**** Given entries

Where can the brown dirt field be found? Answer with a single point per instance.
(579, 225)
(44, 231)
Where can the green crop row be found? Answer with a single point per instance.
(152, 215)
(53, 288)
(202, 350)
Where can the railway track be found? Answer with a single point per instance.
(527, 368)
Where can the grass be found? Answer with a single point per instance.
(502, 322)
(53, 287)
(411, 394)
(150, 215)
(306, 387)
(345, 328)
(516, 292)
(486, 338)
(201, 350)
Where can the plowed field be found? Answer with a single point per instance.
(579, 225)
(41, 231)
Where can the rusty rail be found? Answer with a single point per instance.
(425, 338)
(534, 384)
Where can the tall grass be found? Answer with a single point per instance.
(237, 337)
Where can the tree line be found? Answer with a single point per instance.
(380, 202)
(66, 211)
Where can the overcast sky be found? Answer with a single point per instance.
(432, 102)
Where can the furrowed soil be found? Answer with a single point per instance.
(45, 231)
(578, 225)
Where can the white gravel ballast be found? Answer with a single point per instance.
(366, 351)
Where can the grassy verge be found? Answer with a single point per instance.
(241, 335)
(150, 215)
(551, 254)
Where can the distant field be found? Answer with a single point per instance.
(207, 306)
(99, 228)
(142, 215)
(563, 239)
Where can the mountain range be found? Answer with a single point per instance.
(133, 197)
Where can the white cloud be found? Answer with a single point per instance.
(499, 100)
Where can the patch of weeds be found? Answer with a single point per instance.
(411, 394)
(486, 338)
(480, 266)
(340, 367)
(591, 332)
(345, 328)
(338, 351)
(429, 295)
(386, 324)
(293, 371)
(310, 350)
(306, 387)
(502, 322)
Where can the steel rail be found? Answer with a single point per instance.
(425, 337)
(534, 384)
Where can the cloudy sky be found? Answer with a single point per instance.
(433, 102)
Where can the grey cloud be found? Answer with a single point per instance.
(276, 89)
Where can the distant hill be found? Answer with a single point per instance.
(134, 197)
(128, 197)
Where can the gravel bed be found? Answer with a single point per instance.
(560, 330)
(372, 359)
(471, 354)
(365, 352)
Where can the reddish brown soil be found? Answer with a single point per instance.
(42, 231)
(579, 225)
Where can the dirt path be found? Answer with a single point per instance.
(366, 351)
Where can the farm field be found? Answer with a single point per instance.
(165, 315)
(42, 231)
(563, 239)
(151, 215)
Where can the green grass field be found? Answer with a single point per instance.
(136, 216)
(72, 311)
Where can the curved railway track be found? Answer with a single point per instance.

********

Recast the lines of the entries as a JSON list of strings, one string per line and with blank lines left out. Begin at the line that contains "Where can the grey" and stop after the last line of the entries.

> **Result**:
[
  "Where can the grey cloud be found? Answer with a single point per instance.",
  "(276, 89)",
  "Where can the distant hill be found? Answer with a single point per instance.",
  "(134, 197)",
  "(128, 197)",
  "Where can the gravel bed be found? Answer with a single point per instance.",
  "(560, 330)",
  "(372, 359)",
  "(471, 354)",
  "(365, 352)",
  "Where can the reddish brown soil be found? Answer with a single point per instance.",
  "(42, 231)",
  "(579, 225)",
  "Where can the dirt path be found? Answer with a single point per instance.",
  "(366, 351)",
  "Where can the farm field be found? Answer with a single point per instance.",
  "(165, 315)",
  "(42, 231)",
  "(563, 239)",
  "(151, 215)",
  "Where can the green grass field be found? Answer with a single point per instance.",
  "(136, 216)",
  "(72, 311)",
  "Where can the curved railway track be found? Answer with a single point per instance."
]